» **Written problem**
Find the line containing "TARGET: blurred dark background". Retype it and every line after it through the end of the entries, exactly as written, with nothing added.

» **Task material**
++++++++++

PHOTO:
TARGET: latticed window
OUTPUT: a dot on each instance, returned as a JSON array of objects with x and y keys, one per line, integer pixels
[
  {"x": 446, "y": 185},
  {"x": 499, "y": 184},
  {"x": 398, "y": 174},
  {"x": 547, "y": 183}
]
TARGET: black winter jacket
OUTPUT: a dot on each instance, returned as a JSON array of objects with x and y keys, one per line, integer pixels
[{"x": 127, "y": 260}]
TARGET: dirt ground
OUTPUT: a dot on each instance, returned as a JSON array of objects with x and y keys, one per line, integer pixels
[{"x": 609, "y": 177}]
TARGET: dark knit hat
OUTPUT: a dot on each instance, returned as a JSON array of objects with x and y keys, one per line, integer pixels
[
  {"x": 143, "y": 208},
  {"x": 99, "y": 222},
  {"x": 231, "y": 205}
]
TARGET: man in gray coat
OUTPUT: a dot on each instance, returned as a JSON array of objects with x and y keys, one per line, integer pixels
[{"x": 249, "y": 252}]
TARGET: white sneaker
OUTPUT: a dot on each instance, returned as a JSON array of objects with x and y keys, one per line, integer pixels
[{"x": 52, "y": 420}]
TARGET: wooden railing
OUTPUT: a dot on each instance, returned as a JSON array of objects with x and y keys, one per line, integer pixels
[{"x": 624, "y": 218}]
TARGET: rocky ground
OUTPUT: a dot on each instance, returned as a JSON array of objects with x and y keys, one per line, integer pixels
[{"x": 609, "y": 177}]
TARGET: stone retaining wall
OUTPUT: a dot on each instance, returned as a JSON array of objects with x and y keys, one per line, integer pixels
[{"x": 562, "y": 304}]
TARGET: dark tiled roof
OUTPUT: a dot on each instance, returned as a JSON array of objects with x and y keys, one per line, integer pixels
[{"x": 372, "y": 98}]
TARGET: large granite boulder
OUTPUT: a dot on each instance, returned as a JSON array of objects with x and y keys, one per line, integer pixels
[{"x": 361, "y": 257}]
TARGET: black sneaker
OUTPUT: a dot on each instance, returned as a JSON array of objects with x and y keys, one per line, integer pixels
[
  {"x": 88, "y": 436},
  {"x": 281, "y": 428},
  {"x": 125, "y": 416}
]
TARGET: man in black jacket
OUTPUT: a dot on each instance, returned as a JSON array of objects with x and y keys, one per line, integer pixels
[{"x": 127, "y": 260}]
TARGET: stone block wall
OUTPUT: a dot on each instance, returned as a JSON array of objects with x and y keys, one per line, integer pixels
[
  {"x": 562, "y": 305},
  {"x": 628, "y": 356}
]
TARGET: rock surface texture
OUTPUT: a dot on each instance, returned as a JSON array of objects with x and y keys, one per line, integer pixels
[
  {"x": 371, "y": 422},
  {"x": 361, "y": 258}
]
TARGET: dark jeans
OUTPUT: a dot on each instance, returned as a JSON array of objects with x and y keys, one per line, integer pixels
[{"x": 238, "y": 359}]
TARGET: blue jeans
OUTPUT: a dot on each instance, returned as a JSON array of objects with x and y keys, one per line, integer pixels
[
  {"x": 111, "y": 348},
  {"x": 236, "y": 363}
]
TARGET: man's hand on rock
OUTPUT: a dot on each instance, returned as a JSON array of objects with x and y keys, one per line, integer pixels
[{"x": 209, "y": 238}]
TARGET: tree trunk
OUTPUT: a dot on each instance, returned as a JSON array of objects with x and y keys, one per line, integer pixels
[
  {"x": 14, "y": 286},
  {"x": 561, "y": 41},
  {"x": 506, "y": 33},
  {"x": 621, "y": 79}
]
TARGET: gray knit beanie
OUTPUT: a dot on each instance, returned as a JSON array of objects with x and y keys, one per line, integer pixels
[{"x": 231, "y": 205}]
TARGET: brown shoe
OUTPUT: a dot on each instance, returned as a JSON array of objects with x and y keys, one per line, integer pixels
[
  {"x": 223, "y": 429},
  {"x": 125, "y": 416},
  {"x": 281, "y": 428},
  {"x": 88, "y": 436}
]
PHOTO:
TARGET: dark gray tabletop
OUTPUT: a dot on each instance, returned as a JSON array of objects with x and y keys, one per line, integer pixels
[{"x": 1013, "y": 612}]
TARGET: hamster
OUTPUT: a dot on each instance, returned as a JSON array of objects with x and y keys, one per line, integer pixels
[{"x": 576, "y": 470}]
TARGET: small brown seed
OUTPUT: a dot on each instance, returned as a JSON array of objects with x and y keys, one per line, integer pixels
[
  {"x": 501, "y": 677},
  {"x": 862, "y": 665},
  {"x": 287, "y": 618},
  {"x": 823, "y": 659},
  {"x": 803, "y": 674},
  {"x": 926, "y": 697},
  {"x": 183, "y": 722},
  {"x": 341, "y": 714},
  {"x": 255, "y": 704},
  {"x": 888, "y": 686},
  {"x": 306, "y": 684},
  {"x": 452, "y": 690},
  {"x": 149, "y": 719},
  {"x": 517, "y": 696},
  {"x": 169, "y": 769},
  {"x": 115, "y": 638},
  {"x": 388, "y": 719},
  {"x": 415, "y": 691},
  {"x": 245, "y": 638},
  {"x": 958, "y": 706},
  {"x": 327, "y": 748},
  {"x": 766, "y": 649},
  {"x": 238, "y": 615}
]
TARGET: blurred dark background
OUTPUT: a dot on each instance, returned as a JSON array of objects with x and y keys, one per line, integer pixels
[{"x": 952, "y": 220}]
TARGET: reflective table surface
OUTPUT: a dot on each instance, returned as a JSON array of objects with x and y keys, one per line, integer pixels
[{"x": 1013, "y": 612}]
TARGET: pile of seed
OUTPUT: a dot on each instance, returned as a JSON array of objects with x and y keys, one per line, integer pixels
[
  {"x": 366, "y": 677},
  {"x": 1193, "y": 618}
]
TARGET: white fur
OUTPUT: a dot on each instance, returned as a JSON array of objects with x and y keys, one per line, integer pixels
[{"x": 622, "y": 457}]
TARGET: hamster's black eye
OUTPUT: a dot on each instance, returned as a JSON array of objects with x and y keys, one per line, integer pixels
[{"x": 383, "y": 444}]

++++++++++

» **Completed task**
TARGET: blurred dark background
OUTPUT: a dot on each instance, returned as a JSON array of objects with x and y keys, one per line, integer pixels
[{"x": 952, "y": 220}]
TARGET: reflective table surface
OUTPUT: a dot on each instance, returned as a JSON array of objects with x and y keys, one per line, integer pixels
[{"x": 1013, "y": 612}]
TARGET: pile of seed
OUTPUT: a dot on each instance, returned as a JSON array of objects with x and y keys, one per line, integer pixels
[
  {"x": 366, "y": 677},
  {"x": 1193, "y": 618}
]
TARGET: white fur
OUTPUT: a dot on each instance, returned as a JSON array of objects with x and y keys, one per line, integer pixels
[{"x": 622, "y": 457}]
TARGET: hamster's black eye
OUTPUT: a dot on each instance, returned as a JSON array of objects with x and y keys, one per line, integer pixels
[{"x": 383, "y": 444}]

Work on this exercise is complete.